__Problem__
Extract every line in the entries below that contains the word "building", copying each such line in full.

__Input for this task__
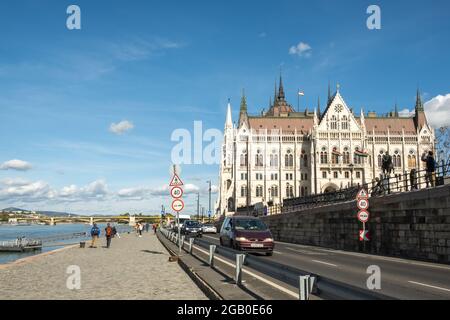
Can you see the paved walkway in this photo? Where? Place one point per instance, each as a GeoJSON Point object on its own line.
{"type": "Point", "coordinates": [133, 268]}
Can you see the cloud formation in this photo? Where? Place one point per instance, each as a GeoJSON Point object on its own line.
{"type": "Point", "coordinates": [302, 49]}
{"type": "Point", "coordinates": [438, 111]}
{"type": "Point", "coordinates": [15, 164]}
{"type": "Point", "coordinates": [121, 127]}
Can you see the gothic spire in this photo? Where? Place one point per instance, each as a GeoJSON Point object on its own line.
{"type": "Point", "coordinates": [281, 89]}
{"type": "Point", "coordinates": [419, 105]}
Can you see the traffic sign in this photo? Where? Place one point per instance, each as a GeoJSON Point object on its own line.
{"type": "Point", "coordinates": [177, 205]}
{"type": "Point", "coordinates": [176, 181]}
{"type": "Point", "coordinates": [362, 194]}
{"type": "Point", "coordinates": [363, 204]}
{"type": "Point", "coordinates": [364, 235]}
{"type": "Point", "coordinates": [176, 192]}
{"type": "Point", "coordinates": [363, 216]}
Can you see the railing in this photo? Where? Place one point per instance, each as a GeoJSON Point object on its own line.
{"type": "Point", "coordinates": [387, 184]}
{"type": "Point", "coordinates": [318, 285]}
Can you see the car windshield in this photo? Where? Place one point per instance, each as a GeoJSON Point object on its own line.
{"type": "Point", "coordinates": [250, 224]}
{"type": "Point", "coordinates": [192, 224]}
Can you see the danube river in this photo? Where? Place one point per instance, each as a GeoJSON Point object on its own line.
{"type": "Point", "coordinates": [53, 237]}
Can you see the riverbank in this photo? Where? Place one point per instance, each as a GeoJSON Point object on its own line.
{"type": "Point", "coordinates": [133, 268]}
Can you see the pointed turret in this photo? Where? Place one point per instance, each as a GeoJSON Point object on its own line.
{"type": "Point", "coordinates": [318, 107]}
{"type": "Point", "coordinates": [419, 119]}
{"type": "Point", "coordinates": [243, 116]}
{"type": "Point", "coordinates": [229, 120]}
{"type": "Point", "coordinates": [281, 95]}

--

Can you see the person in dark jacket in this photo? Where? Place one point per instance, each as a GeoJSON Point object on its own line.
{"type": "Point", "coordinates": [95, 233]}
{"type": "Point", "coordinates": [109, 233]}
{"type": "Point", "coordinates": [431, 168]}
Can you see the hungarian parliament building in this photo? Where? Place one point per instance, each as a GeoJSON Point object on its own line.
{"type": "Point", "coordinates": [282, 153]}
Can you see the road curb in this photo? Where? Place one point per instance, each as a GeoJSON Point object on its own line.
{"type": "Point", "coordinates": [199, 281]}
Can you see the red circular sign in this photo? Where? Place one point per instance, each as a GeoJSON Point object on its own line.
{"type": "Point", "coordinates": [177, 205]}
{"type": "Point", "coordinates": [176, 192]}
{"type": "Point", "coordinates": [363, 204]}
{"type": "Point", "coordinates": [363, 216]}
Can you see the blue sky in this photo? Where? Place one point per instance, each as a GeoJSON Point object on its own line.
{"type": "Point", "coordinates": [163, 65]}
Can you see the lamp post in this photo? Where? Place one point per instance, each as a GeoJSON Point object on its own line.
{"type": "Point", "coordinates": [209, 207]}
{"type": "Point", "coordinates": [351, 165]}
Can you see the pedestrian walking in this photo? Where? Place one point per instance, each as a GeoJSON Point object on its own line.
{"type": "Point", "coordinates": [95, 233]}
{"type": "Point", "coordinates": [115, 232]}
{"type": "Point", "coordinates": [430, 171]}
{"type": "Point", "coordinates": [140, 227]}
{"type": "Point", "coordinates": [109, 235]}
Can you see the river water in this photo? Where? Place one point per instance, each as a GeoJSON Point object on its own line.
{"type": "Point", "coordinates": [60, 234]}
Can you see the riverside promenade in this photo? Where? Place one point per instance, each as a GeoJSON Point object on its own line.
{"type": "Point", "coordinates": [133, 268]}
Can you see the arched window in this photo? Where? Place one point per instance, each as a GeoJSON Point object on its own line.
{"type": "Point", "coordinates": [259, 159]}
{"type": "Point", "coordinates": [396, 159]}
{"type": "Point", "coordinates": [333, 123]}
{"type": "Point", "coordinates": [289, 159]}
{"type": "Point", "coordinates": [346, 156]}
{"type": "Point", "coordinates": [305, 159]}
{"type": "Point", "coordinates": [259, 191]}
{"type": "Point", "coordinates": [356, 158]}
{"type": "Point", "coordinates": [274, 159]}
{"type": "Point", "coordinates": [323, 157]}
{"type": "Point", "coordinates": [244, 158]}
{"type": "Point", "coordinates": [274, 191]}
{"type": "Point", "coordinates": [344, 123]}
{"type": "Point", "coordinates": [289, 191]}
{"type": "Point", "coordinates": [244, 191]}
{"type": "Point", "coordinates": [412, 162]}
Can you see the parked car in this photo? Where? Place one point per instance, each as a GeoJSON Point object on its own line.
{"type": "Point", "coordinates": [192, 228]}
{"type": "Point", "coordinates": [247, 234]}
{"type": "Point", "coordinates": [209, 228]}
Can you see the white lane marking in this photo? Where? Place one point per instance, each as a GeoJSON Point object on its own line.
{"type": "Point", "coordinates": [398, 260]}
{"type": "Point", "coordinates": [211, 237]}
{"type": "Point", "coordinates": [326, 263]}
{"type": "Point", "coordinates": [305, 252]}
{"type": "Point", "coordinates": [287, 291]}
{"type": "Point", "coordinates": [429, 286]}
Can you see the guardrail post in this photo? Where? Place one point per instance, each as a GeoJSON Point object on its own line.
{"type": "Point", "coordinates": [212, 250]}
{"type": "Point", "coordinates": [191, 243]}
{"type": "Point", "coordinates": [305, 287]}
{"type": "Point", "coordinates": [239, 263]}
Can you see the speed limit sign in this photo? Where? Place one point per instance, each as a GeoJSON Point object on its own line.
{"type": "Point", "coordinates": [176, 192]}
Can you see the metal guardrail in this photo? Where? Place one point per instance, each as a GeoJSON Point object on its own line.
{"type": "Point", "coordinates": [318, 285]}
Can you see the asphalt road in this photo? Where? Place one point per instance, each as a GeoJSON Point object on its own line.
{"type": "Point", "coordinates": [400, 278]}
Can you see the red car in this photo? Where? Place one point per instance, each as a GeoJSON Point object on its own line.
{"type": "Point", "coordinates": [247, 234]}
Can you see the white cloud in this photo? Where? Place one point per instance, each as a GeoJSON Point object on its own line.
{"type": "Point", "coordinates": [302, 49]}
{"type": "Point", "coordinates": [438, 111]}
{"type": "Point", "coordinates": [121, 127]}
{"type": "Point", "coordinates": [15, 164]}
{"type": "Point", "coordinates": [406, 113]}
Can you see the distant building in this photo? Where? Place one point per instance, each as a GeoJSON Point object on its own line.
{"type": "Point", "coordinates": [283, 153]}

__Response__
Can you see the hungarian parliament building in this photo? Where? Place one point per instance, each as a GeoJSON Point object on its own line.
Can you see the distant building in this photo? Where? Place one point per instance, each as a GeoJSON Point object on its own line.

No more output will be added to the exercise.